[START]

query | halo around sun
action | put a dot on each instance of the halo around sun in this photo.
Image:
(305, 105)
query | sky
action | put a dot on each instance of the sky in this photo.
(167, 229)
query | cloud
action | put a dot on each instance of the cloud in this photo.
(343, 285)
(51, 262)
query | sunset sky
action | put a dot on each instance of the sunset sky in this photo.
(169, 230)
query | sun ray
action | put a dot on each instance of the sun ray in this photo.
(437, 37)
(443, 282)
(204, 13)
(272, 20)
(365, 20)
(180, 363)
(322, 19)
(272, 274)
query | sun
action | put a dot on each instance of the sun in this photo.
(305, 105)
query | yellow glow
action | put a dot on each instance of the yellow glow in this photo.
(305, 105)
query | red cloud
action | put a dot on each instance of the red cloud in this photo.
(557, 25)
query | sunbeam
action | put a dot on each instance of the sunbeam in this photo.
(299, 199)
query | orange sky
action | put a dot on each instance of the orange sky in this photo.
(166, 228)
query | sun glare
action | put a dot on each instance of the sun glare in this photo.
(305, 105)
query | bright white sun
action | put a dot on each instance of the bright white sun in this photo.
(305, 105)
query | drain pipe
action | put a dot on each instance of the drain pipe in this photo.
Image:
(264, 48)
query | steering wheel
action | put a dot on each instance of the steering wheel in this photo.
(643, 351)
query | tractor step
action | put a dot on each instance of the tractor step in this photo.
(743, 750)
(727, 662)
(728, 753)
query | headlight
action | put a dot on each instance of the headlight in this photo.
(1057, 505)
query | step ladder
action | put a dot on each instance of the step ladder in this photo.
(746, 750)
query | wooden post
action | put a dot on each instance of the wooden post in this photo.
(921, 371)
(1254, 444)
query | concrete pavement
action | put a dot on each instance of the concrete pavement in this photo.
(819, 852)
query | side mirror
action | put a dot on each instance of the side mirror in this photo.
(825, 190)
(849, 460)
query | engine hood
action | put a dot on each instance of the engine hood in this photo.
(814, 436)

[END]

Please quote all of the material above word for word.

# Final result
query | halo around sun
action | put a dot on each instance of the halo around sun in this photo.
Image:
(305, 105)
query | sky
action | put a dot on each instance of the sky in this photo.
(167, 229)
query | cloud
action | put a dot on each instance of the cloud in this photo.
(343, 285)
(51, 262)
query | sunset sky
action | put a dot on each instance of the sunset sky in this photo.
(169, 230)
query | sun ray
action | put a dot on each instance of the sun ray in this photo.
(437, 37)
(443, 282)
(204, 13)
(272, 20)
(365, 20)
(180, 363)
(322, 19)
(272, 274)
query | sun
action | put a dot on each instance of the sun in this photo.
(305, 105)
query | yellow glow
action | put a dot on each instance of the yellow glow in this photo.
(305, 105)
query | red cloud
action | put a dot on each instance of the red cloud in this photo.
(557, 25)
query | sunbeam
action | put a dot on each instance of the sunbeam in this photo.
(299, 199)
query | orange sky
action | put a dot on each instance of the orange sky in this photo.
(166, 228)
query | sun glare
action | put a dot on each instance of the sun glare in this photo.
(305, 105)
query | bright white sun
action | put a dot on each instance of the bright white sun in this photo.
(305, 105)
query | drain pipe
action | put a dot on each instance of the drain pipe in this photo.
Image:
(264, 48)
query | steering wheel
action | put a dot on each instance of the steering wheel in this photo.
(643, 351)
query | tractor step
action | put a dot on each instance of the tractor step in this photo.
(743, 750)
(727, 662)
(728, 753)
query | headlight
action | put a dot on each instance of the headlight in this photo.
(1057, 505)
query | step ladder
action | put a dot on each instance of the step ladder in this photo.
(746, 750)
query | wooden post
action | put a dot on each instance of the wooden post in this photo.
(921, 371)
(1254, 444)
query | concrete pavement
action | put a dot on each instance of the concrete pavement in this photo.
(819, 852)
query | side mirror
action | put a dot on each instance of the side mirror in this photo.
(825, 190)
(849, 460)
query | engine hood
action | put a dot on each instance of the engine hood in this photo.
(814, 436)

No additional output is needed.